Stored dataset items
+===+

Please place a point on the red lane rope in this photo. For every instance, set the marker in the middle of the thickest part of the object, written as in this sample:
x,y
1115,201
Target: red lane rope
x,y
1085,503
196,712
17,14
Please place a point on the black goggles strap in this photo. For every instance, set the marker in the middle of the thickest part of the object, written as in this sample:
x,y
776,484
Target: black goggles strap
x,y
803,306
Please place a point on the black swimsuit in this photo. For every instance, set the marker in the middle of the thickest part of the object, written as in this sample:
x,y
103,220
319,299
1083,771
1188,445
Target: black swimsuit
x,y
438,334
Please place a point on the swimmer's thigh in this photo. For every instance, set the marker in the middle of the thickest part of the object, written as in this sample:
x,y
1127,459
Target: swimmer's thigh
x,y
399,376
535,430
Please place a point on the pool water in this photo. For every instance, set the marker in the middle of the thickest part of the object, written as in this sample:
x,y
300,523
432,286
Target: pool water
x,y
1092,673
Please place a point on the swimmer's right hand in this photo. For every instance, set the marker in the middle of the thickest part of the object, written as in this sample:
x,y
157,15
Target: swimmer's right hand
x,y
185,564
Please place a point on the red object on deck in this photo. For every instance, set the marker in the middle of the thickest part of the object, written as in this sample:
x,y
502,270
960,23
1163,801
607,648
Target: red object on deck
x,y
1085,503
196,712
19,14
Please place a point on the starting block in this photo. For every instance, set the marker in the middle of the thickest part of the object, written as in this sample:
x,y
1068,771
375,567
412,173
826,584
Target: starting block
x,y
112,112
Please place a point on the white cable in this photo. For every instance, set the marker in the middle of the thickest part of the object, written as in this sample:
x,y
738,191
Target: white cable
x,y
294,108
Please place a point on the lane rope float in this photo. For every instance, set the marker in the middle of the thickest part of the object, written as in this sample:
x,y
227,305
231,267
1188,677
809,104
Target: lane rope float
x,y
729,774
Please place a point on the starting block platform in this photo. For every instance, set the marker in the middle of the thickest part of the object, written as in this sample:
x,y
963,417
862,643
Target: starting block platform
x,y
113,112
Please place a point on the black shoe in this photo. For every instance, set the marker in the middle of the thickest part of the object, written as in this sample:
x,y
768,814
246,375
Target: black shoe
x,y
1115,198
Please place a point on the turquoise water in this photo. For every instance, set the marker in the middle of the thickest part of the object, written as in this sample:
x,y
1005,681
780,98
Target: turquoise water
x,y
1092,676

+===+

**Work to complete**. Give every line of the records above as a numbered list, omitting any blank lines.

**Task solution**.
1. Please place a point on the red lane rope in this photo. For every instance, set the marker in the middle of the thickest part of the object, written as in this sample:
2. x,y
3. 1115,201
4. Target: red lane rope
5. x,y
6. 1085,503
7. 196,712
8. 17,14
9. Please place a point on the black goggles strap in this photo. For every instance, set the marker in the middle of the thickest part of the object, written as in this sample:
10. x,y
11. 776,484
12. Target: black goggles strap
13. x,y
14. 803,306
15. Please place a point on the black swimsuit in this photo. For every instance, set the marker in the middle of the thickest part of the object, written as in this sample:
16. x,y
17. 103,220
18. 319,299
19. 1083,771
20. 1188,445
21. Target: black swimsuit
22. x,y
23. 438,334
24. Please place a point on the swimmer's thigh in this photo. For every instance, set the marker in the middle of the thickest part of the object, written as in this sample:
25. x,y
26. 1127,459
27. Target: swimmer's thigh
28. x,y
29. 399,376
30. 535,430
31. Please place a point on the pool water in this photo. For every instance, set the marker in the middle of the thickest part of the object, written as in this sample:
32. x,y
33. 300,523
34. 432,286
35. Target: pool water
36. x,y
37. 1092,673
38. Please place a point on the swimmer's right hand in this photo. For every instance, set the marker in the middle of the thickest part of the object, written as in this sample:
39. x,y
40. 157,15
41. Target: swimmer's right hand
42. x,y
43. 185,564
44. Please place a point on the red object on deck in this photo. For every instance, set the marker in the middle of the thickest part of the object, written as in this sample:
45. x,y
46. 502,270
47. 960,23
48. 1163,801
49. 607,648
50. Target: red object on deck
51. x,y
52. 1085,503
53. 196,712
54. 19,14
55. Please place a point on the starting block in this photo. For every instance, set the marker in the middle of the thickest part of the object, written as in this sample:
56. x,y
57. 1068,771
58. 375,567
59. 412,173
60. 826,584
61. Target: starting block
62. x,y
63. 112,112
64. Please place a point on the white cable in this photo. For every instance, set the marker in the middle of the thickest part of the object, written as in this sample:
65. x,y
66. 738,191
67. Target: white cable
68. x,y
69. 294,108
70. Please place a point on the lane rope float in this photo. For every instance, set the marker in the middle of the thickest part of the object, written as in this sample:
71. x,y
72. 227,305
73. 231,267
74. 1188,677
75. 809,104
76. Target: lane rope float
77. x,y
78. 729,774
79. Please place a point on the starting block platform in this photo. For every instance, set the marker in the middle of the thickest part of the object, written as in this sample:
80. x,y
81. 963,417
82. 862,643
83. Target: starting block platform
84. x,y
85. 113,112
86. Please place a point on the black shoe in this photo. For every instance, set the marker in the middle of the thickest part of the object, written as in this sample:
87. x,y
88. 768,814
89. 246,375
90. Target: black shoe
91. x,y
92. 1115,198
93. Please place a point on the turquoise water in this photo. For every instance, set the marker in the middle of the thickest part of the object, written as in this sample:
94. x,y
95. 1005,681
96. 780,98
97. Target: turquoise water
98. x,y
99. 1092,676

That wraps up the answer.